Referring expression data
++++++++++++++++++++
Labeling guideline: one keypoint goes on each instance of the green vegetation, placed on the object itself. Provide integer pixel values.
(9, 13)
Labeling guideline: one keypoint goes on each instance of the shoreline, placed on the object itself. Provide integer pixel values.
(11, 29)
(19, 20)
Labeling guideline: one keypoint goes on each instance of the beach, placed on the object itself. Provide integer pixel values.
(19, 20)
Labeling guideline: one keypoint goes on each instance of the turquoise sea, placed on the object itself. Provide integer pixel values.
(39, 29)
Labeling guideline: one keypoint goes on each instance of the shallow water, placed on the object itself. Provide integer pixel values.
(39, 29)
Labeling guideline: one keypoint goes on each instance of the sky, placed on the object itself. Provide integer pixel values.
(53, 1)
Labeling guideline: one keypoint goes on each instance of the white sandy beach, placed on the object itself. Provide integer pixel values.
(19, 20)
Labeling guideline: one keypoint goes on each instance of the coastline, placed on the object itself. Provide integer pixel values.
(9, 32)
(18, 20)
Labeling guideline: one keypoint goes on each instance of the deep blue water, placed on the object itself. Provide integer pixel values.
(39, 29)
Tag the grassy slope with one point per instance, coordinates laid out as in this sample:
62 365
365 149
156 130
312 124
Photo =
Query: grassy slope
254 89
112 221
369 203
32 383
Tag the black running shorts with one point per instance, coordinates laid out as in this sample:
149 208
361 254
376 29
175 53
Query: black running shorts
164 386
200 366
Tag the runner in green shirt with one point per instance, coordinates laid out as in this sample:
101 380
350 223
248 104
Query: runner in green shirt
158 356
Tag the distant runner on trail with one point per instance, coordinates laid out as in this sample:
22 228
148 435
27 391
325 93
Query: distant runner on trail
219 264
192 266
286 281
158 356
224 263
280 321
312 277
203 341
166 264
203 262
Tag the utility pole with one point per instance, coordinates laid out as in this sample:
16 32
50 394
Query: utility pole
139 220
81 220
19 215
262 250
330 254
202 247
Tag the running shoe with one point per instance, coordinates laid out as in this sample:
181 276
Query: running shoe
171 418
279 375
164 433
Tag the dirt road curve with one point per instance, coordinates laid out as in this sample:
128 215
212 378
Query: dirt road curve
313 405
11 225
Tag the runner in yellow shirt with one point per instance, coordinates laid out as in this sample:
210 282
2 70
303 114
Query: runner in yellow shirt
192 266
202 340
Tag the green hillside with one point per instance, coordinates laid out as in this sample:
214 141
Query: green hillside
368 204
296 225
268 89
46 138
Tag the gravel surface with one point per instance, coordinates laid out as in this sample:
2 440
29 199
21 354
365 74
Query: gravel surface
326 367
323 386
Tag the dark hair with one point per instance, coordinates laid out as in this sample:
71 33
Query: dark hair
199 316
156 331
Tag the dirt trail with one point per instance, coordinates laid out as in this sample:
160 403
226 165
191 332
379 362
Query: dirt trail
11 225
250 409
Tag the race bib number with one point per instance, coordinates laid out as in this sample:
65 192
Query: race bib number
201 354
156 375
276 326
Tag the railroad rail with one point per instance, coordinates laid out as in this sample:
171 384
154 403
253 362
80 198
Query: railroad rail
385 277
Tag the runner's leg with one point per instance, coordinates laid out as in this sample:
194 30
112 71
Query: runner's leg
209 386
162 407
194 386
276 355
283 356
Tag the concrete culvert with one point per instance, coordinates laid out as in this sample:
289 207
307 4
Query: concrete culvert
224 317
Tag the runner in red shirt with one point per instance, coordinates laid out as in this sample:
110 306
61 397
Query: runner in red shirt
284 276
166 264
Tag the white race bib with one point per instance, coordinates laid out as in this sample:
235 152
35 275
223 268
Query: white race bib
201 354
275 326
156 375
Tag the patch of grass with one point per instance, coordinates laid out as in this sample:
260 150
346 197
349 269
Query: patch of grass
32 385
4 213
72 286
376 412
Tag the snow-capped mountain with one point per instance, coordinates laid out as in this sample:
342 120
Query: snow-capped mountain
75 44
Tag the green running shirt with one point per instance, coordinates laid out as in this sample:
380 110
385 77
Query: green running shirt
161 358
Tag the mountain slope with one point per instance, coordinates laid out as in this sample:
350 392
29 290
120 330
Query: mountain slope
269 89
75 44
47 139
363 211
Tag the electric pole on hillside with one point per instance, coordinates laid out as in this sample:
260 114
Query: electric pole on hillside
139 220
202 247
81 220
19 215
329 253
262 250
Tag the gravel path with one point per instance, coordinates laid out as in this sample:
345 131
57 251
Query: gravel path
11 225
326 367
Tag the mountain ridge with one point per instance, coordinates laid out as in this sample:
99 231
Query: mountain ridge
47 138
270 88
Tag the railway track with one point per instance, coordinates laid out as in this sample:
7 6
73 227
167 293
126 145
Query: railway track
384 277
++++++++++++++++++++
Activity: Copy every line of the records above exactly.

Result below:
Labeling guideline: one keypoint goes on each instance of the green vegetation, placed on the object itself. Provide integer pixel values.
(9, 13)
Labeling guideline: one keypoint goes on each instance of the shoreline, placed on the object itself. Provide integer pixel values.
(11, 29)
(19, 20)
Labeling guideline: one keypoint goes on each instance of the beach, placed on the object itself. Provide integer pixel values.
(19, 20)
Labeling guideline: one keypoint goes on each instance of the turquoise sea, placed on the object itself. Provide integer pixel values.
(39, 29)
Labeling guideline: one keypoint goes on each instance of the shallow water, placed on the object itself. Provide integer pixel values.
(39, 29)
Labeling guideline: one keypoint goes on each instance of the sky, placed on the object itself. Provide integer pixel values.
(53, 1)
Labeling guideline: one keypoint goes on each instance of the white sandy beach, placed on the object itself. Provide integer pixel values.
(19, 20)
Labeling guideline: one keypoint goes on each instance of the coastline, placed on the object itself. Provide integer pixel values.
(9, 32)
(18, 20)
Labeling guideline: one keypoint goes on each instance of the deep blue water, placed on the object itself. Provide integer pixel values.
(39, 29)
Tag the grassy slope with one point per instance, coordinates laid out as in this sample:
62 365
365 149
156 130
312 124
Photo =
Query: grassy slope
254 89
112 221
369 203
32 383
Tag the black running shorts with one point per instance, coordinates laid out as in this sample:
149 208
361 254
376 29
175 53
Query: black running shorts
164 386
200 366
Tag the runner in green shirt with one point per instance, coordinates laid out as in this sample:
101 380
350 223
248 104
Query: runner in green shirt
158 356
Tag the distant runner on trail with one point per instance, coordinates laid out as in this sample:
22 228
148 435
27 391
325 93
Query: distant runner on trail
219 264
192 266
286 281
158 356
224 263
280 321
312 277
203 341
166 264
203 262
Tag the utility pole with one point per instance, coordinates laid out as in this sample:
16 32
50 394
Query: utility pole
139 220
81 220
19 215
262 250
330 254
202 247
Tag the running shoe with one point per instance, coordinates laid out as in this sample:
181 276
Query: running shoe
171 418
279 375
164 433
Tag the dirt road curve with one point per instance, coordinates laid out as in this sample:
128 215
212 378
Query: dirt road curve
313 405
11 225
Tag the runner in yellow shirt with one point per instance, coordinates laid out as in this sample:
210 282
2 70
303 114
Query: runner in yellow shirt
192 266
202 340
Tag the green hillside with one point per instance, coordinates laid out as in this sample:
214 141
Query: green hillside
368 204
296 225
268 89
46 138
Tag the gravel surface with one point per instance, coordinates laid out as in this sample:
2 440
29 199
21 354
365 74
Query: gravel surface
326 367
323 386
Tag the dark hair with one point per instance, coordinates laid out as in this sample:
71 33
Query: dark hair
199 316
156 331
Tag the dirt trail with one point per instance, coordinates laid out as in this sample:
160 403
226 165
191 332
379 362
Query: dirt trail
11 225
250 409
Tag the race bib number with one point per instance, coordinates laid out as in this sample:
65 192
Query: race bib number
201 354
156 375
276 326
Tag the railroad rail with one point per instance, coordinates laid out as in this sample:
171 384
154 403
253 362
80 198
Query: railroad rail
385 277
Tag the runner's leg with one point per instance, coordinates laid out as in this sample:
194 30
112 71
Query: runner's leg
209 386
162 407
194 386
276 355
283 356
Tag the concrete culvert with one point per instance, coordinates laid out as in this sample:
289 207
307 4
Query: concrete culvert
224 317
Tag the runner in red shirt with one point per instance, coordinates laid out as in this sample:
110 306
61 397
Query: runner in red shirt
284 276
166 264
Tag the white race bib with one point per instance, coordinates laid out as in this sample:
235 152
35 275
223 268
Query: white race bib
201 354
275 326
156 375
Tag the patch of grass with one point per instance, coordinates laid out as in this sample:
260 150
346 197
349 269
Query: patch of grass
32 385
4 213
72 286
376 412
Tag the snow-capped mountain with one point per instance, coordinates laid out as in this sample:
342 120
Query: snow-capped mountain
75 44
Tag the green running shirt with one point per instance, coordinates laid out as in this sample:
380 110
385 77
Query: green running shirt
161 358
Tag the mountain slope with one point per instance, coordinates laid out as in this sample:
350 392
29 290
120 330
Query: mountain slope
269 89
75 44
47 139
363 211
Tag the electric pole on hillside with one point per instance, coordinates laid out as in this sample:
260 114
Query: electric pole on hillside
139 220
202 247
81 220
19 215
329 253
262 250
Tag the gravel path with one point per instance, coordinates laid out as in this sample:
345 131
57 251
Query: gravel path
11 225
326 367
Tag the mountain ridge with one point per instance, coordinates laid out as in this sample:
99 231
Query: mountain ridge
47 138
270 88
Tag the railway track with one point per instance, coordinates laid out as in this sample:
7 6
73 227
167 293
126 145
Query: railway track
384 277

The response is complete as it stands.